### THE INPUT
────────
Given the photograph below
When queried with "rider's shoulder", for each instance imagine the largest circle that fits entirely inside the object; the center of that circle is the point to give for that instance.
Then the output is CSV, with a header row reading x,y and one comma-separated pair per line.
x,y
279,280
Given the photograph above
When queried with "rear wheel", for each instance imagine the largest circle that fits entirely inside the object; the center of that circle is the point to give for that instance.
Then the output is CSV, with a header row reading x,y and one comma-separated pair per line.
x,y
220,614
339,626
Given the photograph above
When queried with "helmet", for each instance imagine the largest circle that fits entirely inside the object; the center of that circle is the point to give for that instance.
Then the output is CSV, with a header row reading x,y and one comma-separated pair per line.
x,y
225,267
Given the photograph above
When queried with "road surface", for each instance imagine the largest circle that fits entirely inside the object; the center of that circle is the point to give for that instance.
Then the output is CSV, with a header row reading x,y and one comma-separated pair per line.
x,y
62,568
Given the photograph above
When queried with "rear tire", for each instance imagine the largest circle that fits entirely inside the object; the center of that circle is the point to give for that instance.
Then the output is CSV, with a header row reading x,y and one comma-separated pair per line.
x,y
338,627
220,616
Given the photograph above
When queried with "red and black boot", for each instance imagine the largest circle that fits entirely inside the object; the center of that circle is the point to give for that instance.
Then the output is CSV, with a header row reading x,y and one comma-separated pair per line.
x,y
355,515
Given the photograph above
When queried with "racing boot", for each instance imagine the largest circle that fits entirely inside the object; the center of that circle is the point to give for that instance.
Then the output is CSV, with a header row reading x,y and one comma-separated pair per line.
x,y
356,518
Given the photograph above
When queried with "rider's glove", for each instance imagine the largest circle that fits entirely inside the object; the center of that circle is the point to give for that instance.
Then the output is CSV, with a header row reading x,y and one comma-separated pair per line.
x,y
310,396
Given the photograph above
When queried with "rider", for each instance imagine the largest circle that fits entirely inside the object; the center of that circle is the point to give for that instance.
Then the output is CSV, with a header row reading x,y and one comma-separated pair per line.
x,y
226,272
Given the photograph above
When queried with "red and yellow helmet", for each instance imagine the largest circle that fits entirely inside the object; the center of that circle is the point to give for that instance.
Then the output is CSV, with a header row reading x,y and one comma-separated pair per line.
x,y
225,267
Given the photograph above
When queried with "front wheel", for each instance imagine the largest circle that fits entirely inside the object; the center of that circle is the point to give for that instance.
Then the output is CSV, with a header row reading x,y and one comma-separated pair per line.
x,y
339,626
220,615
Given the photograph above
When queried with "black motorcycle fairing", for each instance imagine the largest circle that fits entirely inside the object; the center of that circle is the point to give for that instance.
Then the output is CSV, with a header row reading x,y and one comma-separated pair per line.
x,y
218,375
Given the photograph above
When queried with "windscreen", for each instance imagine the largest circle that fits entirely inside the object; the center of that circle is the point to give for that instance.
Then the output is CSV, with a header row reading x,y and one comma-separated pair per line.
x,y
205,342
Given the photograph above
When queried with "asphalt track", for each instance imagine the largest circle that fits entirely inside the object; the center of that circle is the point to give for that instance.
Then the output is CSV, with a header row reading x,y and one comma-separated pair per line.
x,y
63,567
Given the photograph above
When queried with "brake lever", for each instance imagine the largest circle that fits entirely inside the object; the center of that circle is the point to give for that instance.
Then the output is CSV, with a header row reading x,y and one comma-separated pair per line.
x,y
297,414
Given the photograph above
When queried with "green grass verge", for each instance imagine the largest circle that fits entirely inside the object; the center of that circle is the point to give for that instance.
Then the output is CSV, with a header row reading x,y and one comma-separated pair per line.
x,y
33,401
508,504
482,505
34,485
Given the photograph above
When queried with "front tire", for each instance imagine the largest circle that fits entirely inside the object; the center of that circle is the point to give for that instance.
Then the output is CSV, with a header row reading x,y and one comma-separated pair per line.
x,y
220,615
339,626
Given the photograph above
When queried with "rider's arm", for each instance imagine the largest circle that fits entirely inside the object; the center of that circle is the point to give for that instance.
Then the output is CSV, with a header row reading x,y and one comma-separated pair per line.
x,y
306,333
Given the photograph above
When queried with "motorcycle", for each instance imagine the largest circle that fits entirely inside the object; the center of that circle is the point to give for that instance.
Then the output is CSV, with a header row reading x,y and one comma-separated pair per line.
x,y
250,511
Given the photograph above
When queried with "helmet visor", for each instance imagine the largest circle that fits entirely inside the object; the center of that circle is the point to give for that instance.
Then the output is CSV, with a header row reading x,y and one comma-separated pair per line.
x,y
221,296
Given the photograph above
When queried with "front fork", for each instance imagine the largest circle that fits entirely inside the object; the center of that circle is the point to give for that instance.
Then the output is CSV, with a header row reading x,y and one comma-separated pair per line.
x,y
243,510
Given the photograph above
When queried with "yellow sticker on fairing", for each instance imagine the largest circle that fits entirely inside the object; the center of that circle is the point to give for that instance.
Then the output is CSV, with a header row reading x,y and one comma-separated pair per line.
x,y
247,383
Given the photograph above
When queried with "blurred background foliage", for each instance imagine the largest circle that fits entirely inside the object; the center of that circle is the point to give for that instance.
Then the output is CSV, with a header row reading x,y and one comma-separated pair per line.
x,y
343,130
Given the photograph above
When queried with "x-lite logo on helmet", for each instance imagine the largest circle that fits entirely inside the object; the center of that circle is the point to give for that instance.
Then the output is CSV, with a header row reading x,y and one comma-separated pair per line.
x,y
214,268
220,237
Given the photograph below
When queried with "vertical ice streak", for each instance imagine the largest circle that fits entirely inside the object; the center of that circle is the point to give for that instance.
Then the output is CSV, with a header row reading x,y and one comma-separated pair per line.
────────
### PROBLEM TO SOLVE
Each line of the listing is to be reproduced verbatim.

### RESULT OF THE EXERCISE
Given the photograph below
When queried with "rider's shoulder", for each instance imagine the largest circle that fits entirely inside the object; the center of that circle is the point to give for that instance.
Then the output is CSV, with a header row reading x,y and one comma-separated pair per line.
x,y
279,280
Given the photograph above
When queried with "rear wheel", for each instance imagine the largest circle that fits entirely inside the object; the center of that circle is the point to give for that instance.
Then the output is CSV, with a header row reading x,y and one comma-separated pair per line.
x,y
220,614
339,626
Given the photograph above
When queried with "helmet", for each instance imagine the largest circle that fits entirely inside the object; the center of that circle is the point to give for that instance.
Then the output is CSV, with a header row reading x,y and one comma-separated pair per line.
x,y
225,267
Given the photograph above
When queried with "road surface", for each instance imagine the largest circle that fits entirely inside the object; the center of that circle is the point to give for that instance.
Then the output is CSV, with a header row reading x,y and one comma-separated pair per line.
x,y
62,568
Given the photograph above
When queried with "rear tire", for each instance imagine the largest circle that fits entirely inside the object; the center of that circle is the point to give for that instance.
Then the output is CSV, with a header row reading x,y and one comma-separated pair per line.
x,y
338,627
220,616
Given the photograph above
When queried with "red and black boot", for each instance imagine the largest circle that fits entirely inside the object; the center of that circle is the point to give for that instance.
Then the output is CSV, with a header row reading x,y and one comma-separated pair per line.
x,y
355,515
Given the photograph above
When queried with "racing boot", for each instance imagine the largest circle that fits entirely inside the object; the center of that circle is the point to give for that instance.
Then the output is CSV, with a header row reading x,y and one comma-separated pair per line.
x,y
356,518
Given the photograph above
When queried with "rider's glove", for each instance imagine the largest circle that fits entirely inside the object; the center of that circle is the point to give for that instance.
Then the output is CSV, with a header row reading x,y and one comma-separated pair per line.
x,y
310,396
Given the photograph above
When queried with "rider", for each instance imagine the largest circle that fits entirely inside the object; the center of that circle is the point to give for that instance.
Then the output is CSV, with a header row reading x,y and one comma-separated pair per line.
x,y
226,272
Given the photograph above
When queried with "red and yellow helmet", for each instance imagine the largest circle that fits entirely inside the object; the center of that circle is the point to give for that instance.
Then the output is CSV, with a header row reading x,y and one comma-separated pair per line.
x,y
225,267
Given the photograph above
When queried with "front wheel", for each instance imagine the largest circle that fits entirely inside the object; the center of that circle is the point to give for that instance.
Then the output is CSV, with a header row reading x,y and one comma-separated pair per line.
x,y
339,626
220,615
Given the photograph above
When queried with "black motorcycle fairing", for each instance imagine the largest circle that fits entirely inside the object; the center of that circle is the point to give for that instance.
Then the output is CSV, with a header row reading x,y and one comma-separated pair per line.
x,y
218,375
Given the photograph above
When queried with "windscreen", for each instance imagine the largest circle that fits entirely inside the object; the center of that circle is the point to give for that instance.
Then the output is CSV, with a header row reading x,y and one comma-separated pair per line.
x,y
205,342
Given the photograph above
When queried with "asphalt track", for each instance imagine the largest circle that fits entirely inside the object; the center of that circle is the point to give for that instance.
Then the output is CSV, with a header row reading x,y and one comma-separated pair per line.
x,y
63,567
Given the photograph above
When queried with "brake lever", for each instance imagine the largest circle that fits entirely inside the object; the center of that circle is the point to give for that instance.
Then the output is CSV, with a header row reading x,y and one comma-separated pair per line.
x,y
297,414
Given the photograph above
When queried with "green grass verge", for each instance imagine the largest circle that fits entirely inside the object; the center of that circle is the point to give for that instance.
Then the output is CSV, with a header row reading x,y and one comma-separated pair per line.
x,y
33,401
508,504
482,505
34,485
Given the photograph above
When queried with "front tire", for each instance imagine the largest circle that fits entirely inside the object; the center of that circle is the point to give for that instance.
Then the output is CSV, with a header row reading x,y and one comma-separated pair per line.
x,y
220,615
339,626
Given the photograph above
When queried with "rider's arm", for each instance imagine the largest circle that fits entirely inside the object; the center of that circle is the point to give for that instance.
Then the output is CSV, with a header row reading x,y and one comma-separated pair per line.
x,y
306,333
Given the photograph above
When queried with "motorcycle", for each instance imagine the largest circle that fits entirely inside the object; the center of that circle is the point to give for that instance.
Then the output is CSV, with a header row reading x,y and one comma-separated pair per line.
x,y
250,511
Given the photograph above
When queried with "helmet visor", for each instance imagine the largest circle that fits entirely inside the object; the center of that circle is the point to give for that instance.
Then the output is CSV, with a header row reading x,y and one comma-separated pair per line.
x,y
221,296
Given the photograph above
When queried with "front fork", for each instance imagine the largest circle that fits entirely inside the object; the center of that circle is the point to give for that instance.
Then the output is CSV, with a header row reading x,y and one comma-separated pair per line.
x,y
243,510
Given the photograph above
When queried with "yellow sticker on fairing", for each instance imagine the largest circle that fits entirely inside the object; the center of that circle is the point to give for that instance.
Then the output is CSV, with a header row reading x,y and one comma-separated pair per line.
x,y
247,383
Given the photograph above
When queried with "blurred background foliage", for each instance imagine the largest circle that fits entirely inside the object; the center of that circle is the point to give for that instance.
Then the output is CSV, with a header row reading x,y and one comma-separated pair per line.
x,y
343,130
Given the photograph above
When queried with "x-lite logo on helmet", for each instance imagine the largest circle that fits entirely inside the object; the center of that circle is the point to give for that instance.
Then the output is CSV, with a header row reading x,y and one comma-separated pair per line.
x,y
214,268
220,237
Given the photograph below
When queried with "vertical ice streak", for each instance imagine the largest circle that fits entirely inside the object; the center of that circle is the point to give for that instance.
Then the output is CSV, with a header row reading x,y and one comma-separated pair per line.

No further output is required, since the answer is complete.